Copy each line exactly.

*** Extracted data ***

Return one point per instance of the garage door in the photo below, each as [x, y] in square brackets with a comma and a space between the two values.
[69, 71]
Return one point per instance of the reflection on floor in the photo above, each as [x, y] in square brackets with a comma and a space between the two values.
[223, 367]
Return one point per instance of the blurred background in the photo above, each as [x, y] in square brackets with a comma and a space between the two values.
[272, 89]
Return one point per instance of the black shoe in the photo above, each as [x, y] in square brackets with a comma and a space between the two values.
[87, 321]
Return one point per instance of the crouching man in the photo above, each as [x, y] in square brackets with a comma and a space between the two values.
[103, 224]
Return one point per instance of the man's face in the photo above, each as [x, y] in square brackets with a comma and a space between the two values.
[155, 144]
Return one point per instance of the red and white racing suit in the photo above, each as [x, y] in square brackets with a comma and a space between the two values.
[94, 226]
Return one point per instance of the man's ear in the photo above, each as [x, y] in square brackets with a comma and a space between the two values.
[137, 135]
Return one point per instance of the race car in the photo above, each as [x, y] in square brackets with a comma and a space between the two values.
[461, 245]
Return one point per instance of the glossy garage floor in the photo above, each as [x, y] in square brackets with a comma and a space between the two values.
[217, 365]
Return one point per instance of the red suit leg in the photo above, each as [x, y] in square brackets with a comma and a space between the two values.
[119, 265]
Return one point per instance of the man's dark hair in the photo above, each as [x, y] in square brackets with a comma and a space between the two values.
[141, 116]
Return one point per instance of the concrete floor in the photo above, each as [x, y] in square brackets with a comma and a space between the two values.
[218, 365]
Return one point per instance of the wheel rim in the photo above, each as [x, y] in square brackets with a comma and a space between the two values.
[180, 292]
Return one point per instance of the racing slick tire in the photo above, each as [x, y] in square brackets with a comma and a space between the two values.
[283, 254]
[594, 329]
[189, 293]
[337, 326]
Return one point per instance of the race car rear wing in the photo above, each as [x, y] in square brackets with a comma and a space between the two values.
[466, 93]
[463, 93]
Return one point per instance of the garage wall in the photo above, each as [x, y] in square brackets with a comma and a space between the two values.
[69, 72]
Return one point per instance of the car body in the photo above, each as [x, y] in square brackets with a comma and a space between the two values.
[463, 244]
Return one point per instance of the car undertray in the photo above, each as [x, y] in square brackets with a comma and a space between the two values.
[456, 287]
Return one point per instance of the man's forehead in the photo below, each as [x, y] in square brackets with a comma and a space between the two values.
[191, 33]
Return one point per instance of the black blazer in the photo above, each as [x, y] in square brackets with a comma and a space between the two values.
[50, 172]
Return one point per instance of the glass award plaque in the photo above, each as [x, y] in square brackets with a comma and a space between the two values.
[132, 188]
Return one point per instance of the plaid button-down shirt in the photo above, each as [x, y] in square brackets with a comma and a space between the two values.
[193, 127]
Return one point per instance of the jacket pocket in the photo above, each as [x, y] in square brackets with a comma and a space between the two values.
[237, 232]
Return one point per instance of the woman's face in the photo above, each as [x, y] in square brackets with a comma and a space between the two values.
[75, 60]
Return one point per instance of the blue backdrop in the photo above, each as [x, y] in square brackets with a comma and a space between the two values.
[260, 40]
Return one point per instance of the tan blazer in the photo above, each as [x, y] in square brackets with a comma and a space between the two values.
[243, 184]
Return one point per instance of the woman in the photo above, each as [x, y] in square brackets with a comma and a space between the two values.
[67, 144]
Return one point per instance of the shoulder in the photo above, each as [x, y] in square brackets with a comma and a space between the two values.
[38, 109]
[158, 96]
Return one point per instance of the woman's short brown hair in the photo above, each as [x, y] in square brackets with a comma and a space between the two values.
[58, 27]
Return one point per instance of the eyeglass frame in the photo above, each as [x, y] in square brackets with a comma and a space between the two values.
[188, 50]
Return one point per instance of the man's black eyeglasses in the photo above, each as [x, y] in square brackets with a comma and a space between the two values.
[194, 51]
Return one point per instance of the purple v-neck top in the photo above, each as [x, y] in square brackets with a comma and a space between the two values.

***

**Output:**
Return one point per instance of the garage door in the photo below, each as [x, y] in square brackets with a comma and a space between the two values.
[69, 71]
Return one point per instance of the reflection on floor in the photo above, each as [x, y] in square brackets with a comma and a space between the two values.
[223, 367]
Return one point per instance of the blurred background in the photo above, each as [x, y] in square brackets with a comma and a space between the two values.
[272, 89]
Return one point per instance of the black shoe in the photo above, each as [x, y] in square brackets with a comma and a space between the two values.
[87, 321]
Return one point per instance of the crouching man in the photo above, each as [x, y] in square brackets with a comma and a space between the two values.
[103, 224]
Return one point per instance of the man's face in the photo above, each as [x, y] in square brackets with a comma and a space between the two values.
[155, 144]
Return one point per instance of the red and white racing suit in the photo above, each as [x, y] in square brackets with a comma and a space between the two values.
[94, 226]
Return one point per instance of the man's ear in the photo above, each as [x, y] in square brackets with a comma and a space between the two values.
[137, 135]
Return one point per instance of the race car in the photo above, each as [x, y] in square brackets with a comma and a space between the two values.
[461, 245]
Return one point per instance of the glossy garage floor in the photo above, each as [x, y] in square brackets with a comma and a space between the two values.
[217, 365]
Return one point per instance of the red suit leg in the photo above, each as [x, y] in square brackets with a comma and a space between the two values.
[119, 265]
Return one point per instance of the man's dark hair in the photo above, each as [x, y] in square brackets with a comma and a space between the two values.
[141, 116]
Return one point per instance of the concrete floor in the photo above, each as [x, y] in square brackets with a comma and a space between the two values.
[218, 365]
Return one point per instance of the wheel rim in the photo above, each as [x, y] in square brackets with a comma and a space between the two values.
[180, 292]
Return one point per instance of the racing slick tire in the photo above, each as [x, y] in square brackets with a comma and a space between the two values.
[283, 254]
[594, 329]
[189, 293]
[337, 326]
Return one point per instance of the race car rear wing in the photo above, each as [x, y] in square brackets with a comma and a space between the two values.
[466, 93]
[463, 93]
Return one point per instance of the garage wall in the photo above, each as [x, y] in square brackets with a comma and a space between the two values.
[69, 72]
Return one point per instance of the car body in the photo above, each as [x, y] in square brackets with a comma and a space between the two values.
[463, 244]
Return one point per instance of the car undertray in the photo above, each as [x, y] in square brackets with a comma and a space between the two values.
[456, 287]
Return one point per instance of the man's forehead in the photo below, each as [x, y] in square brackets with a comma and a space between the two values.
[191, 33]
Return one point per instance of the black blazer in the photo above, each as [x, y] in square brackets with a comma and a space between the two values.
[50, 172]
Return one point per instance of the glass award plaque in the photo above, each as [x, y] in square brackets with a comma and a space between the two values.
[132, 188]
Return one point per instance of the plaid button-down shirt in the photo above, each as [x, y] in square brackets with a comma and a space between the two values.
[193, 127]
Return one point per instance of the jacket pocket in the photo above, each as [x, y] in square brackets with a comma and a space between the two values.
[237, 232]
Return one point per instance of the woman's face in the photo above, each as [x, y] in square brackets with a comma and a space between the two values.
[75, 60]
Return one point per instance of the blue backdrop in the photo above, each as [x, y] in square brackets with a comma and a space between the two values.
[260, 40]
Return one point per instance of the tan blazer in the photo above, each as [x, y] in square brackets with a comma and a space between the two values.
[243, 184]
Return one point per instance of the woman in the photo above, each as [x, y] in square brackets with a comma and a space between the two values.
[67, 144]
Return one point per instance of the shoulder in the photo above, each as [x, y] in square brackets with a comma and a space between the two values.
[38, 109]
[158, 96]
Return one point per instance of the woman's short brown hair in the photo above, each as [x, y] in square brackets with a comma and a space between the two values.
[58, 27]
Return one point per instance of the eyeglass frame in the photo above, each as [x, y] in square brackets with a comma and a space between the two values.
[188, 50]
Return one point per instance of the man's black eyeglasses in the photo above, each as [x, y] in square brackets with a comma and a space between the two values.
[194, 51]
Return one point per instance of the purple v-neck top in the photo above, each as [x, y] in square brackets with a comma and a space between the two values.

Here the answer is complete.